=== Texto do documento ===

Alguns insights podem ajudar a resolver a controvérsia a respeito do custo (estimado) do tratamento de uma doença e de atribuir um preço a algo que não tem preço: a melhoria da saúde. Primeiro, um novo medicamento deve ser prescrito apenas para pacientes que realmente se beneficiarão dele, principalmente com base na resposta individual a medicamentos para FC em culturas de células nasais (de pacientes com variantes dos genes CFTR e modificadores).7-10 Segundo, todos os genótipos do CFTR devem ser identificados para determinar se a medicina de precisão é viável. Terceiro, o governo e a indústria farmacêutica devem discutir custos, benefícios e uma parceria para benefício mútuo. Quarto, as sociedades médicas, os pacientes e suas famílias, organizações não governamentais e pesquisadores devem discutir as possibilidades da medicina de precisão, implantando políticas de adesão aos medicamentos e reduzindo os custos de terapias de longo prazo. Finalmente, a medicina de precisão deve ser empregada no tratamento de outras doenças. Por exemplo, o atalureno é um medicamento cujo uso no tratamento da FC foi suspenso, embora ainda seja prescrito para o tratamento da distrofia muscular de Duchenne e de Becker causadas por mutações sem sentido no gene DMD.
A medicina de precisão nos dá esperança, e as ferramentas de edição do genoma estão sendo investigadas para o tratamento da FC. Em longo prazo, a terapia gênica será usada como modelo de tratamento da FC.
A medicina de precisão é eficaz em relação ao custo? O investimento inicial pesado é legítimo? Qual é o custo total da inovação: desenvolver e lançar um novo medicamento e a questão moral do preço e lucro? Esta carta é uma reflexão sobre a aplicação de novas terapias (usando a FC como modelo) e seu impacto financeiro nos sistemas de saúde. Além disso, esta carta convida pacientes, sociedade civil, autoridades governamentais e a indústria farmacêutica a discutir os principais desfechos de novas terapias e marcadores, inclusive anos de vida ajustados pela qualidade.

===

[Instrução]
Por favor, informe para o tratamento de quais doenças o atalureno ainda é prescrito, segundo a carta sobre medicina de precisão.

=== Informações extraídas ===

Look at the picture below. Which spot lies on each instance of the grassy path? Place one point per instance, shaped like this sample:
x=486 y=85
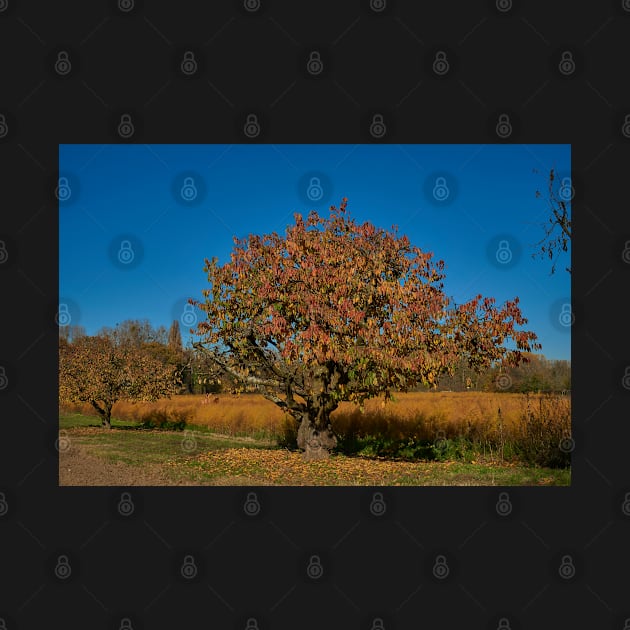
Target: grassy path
x=128 y=456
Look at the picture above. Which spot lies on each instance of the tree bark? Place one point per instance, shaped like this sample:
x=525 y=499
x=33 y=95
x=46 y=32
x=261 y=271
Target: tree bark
x=105 y=413
x=315 y=435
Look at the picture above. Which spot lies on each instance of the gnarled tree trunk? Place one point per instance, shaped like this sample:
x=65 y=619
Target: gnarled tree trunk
x=315 y=435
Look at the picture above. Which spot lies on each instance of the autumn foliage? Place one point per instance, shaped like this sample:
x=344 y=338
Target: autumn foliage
x=340 y=311
x=99 y=371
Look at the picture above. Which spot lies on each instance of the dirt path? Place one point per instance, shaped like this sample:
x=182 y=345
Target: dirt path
x=77 y=467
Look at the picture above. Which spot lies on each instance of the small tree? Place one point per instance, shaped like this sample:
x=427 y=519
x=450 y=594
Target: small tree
x=175 y=337
x=98 y=371
x=339 y=311
x=558 y=227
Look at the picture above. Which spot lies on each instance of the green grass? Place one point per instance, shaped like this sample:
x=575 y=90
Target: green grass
x=208 y=458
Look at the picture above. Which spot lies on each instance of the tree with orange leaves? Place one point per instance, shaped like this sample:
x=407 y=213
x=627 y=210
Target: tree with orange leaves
x=338 y=311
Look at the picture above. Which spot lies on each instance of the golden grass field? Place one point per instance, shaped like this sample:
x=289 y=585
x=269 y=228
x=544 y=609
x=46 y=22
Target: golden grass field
x=417 y=415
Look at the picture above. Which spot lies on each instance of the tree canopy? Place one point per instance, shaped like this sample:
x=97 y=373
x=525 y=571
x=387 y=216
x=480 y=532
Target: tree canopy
x=101 y=370
x=336 y=310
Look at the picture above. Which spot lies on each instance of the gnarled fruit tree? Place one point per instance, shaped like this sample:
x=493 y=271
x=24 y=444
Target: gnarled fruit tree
x=337 y=311
x=100 y=371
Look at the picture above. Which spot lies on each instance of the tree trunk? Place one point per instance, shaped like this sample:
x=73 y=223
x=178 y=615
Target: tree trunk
x=105 y=413
x=315 y=436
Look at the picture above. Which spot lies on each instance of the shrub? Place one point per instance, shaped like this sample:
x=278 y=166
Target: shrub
x=543 y=425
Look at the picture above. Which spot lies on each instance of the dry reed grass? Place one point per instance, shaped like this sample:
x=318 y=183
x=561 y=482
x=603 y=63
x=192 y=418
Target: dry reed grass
x=419 y=415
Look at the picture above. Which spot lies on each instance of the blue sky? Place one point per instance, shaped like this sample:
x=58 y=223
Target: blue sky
x=137 y=221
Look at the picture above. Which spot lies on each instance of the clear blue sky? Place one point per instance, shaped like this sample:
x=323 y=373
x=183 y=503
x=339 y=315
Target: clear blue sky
x=474 y=206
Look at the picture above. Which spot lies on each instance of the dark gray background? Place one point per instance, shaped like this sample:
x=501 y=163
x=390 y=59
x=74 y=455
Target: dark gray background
x=373 y=62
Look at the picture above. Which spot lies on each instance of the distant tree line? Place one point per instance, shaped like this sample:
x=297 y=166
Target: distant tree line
x=197 y=374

===

[Solução do problema]
Distrofia muscular de Duchenne e de Becker causadas por mutações sem sentido no gene DMD.